EXCERPTED PASSAGE.

Monday, August 8, 2011

Slaves of God

Seventh Sunday after Trinity,
Romans 6:19-23
Bror Erickson

[19] I am speaking in human terms, because of your natural limitations. For just as you once presented your members as slaves to impurity and to lawlessness leading to more lawlessness, so now present your members as slaves to righteousness leading to sanctification.
[20] When you were slaves of sin, you were free in regard to righteousness. [21] But what fruit were you getting at that time from the things of which you are now ashamed? The end of those things is death. [22] But now that you have been set free from sin and have become slaves of God, the fruit you get leads to sanctification and its end, eternal life. [23] For the wages of sin is death, but the free gift of God is eternal life in Christ Jesus our Lord. Romans 6:19-23 (ESV)

For the wages of sin is death, but the free gift of God is eternal life in Christ Jesus our Lord.

DATA SUPPLIED.
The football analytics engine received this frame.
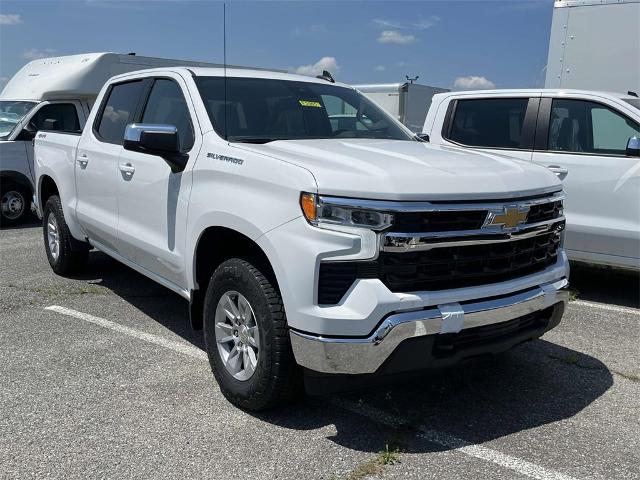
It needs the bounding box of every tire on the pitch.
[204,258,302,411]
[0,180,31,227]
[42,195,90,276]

---

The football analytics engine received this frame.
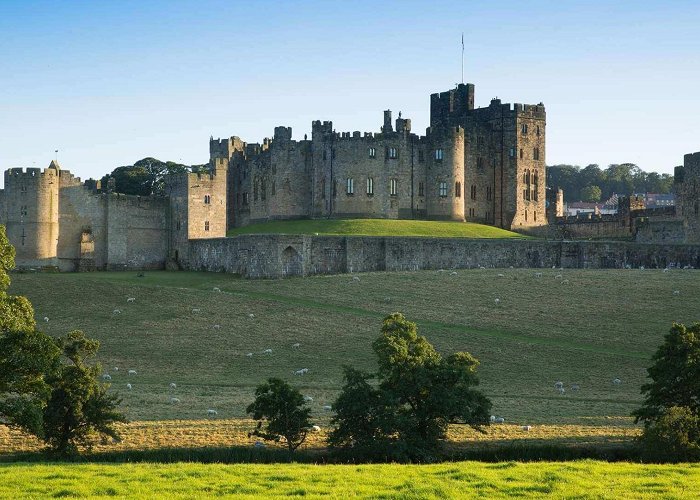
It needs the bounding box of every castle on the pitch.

EXERCISE AIM. Reproduce the full "Slaves of God" post on Romans 6:19-23 word for word. The entries were drawn from a different source than the text.

TASK SOLUTION.
Monday, August 8, 2011

Slaves of God

Seventh Sunday after Trinity,
Romans 6:19-23
Bror Erickson

[19] I am speaking in human terms, because of your natural limitations. For just as you once presented your members as slaves to impurity and to lawlessness leading to more lawlessness, so now present your members as slaves to righteousness leading to sanctification.
[20] When you were slaves of sin, you were free in regard to righteousness. [21] But what fruit were you getting at that time from the things of which you are now ashamed? The end of those things is death. [22] But now that you have been set free from sin and have become slaves of God, the fruit you get leads to sanctification and its end, eternal life. [23] For the wages of sin is death, but the free gift of God is eternal life in Christ Jesus our Lord. Romans 6:19-23 (ESV)

For the wages of sin is death, but the free gift of God is eternal life in Christ Jesus our Lord.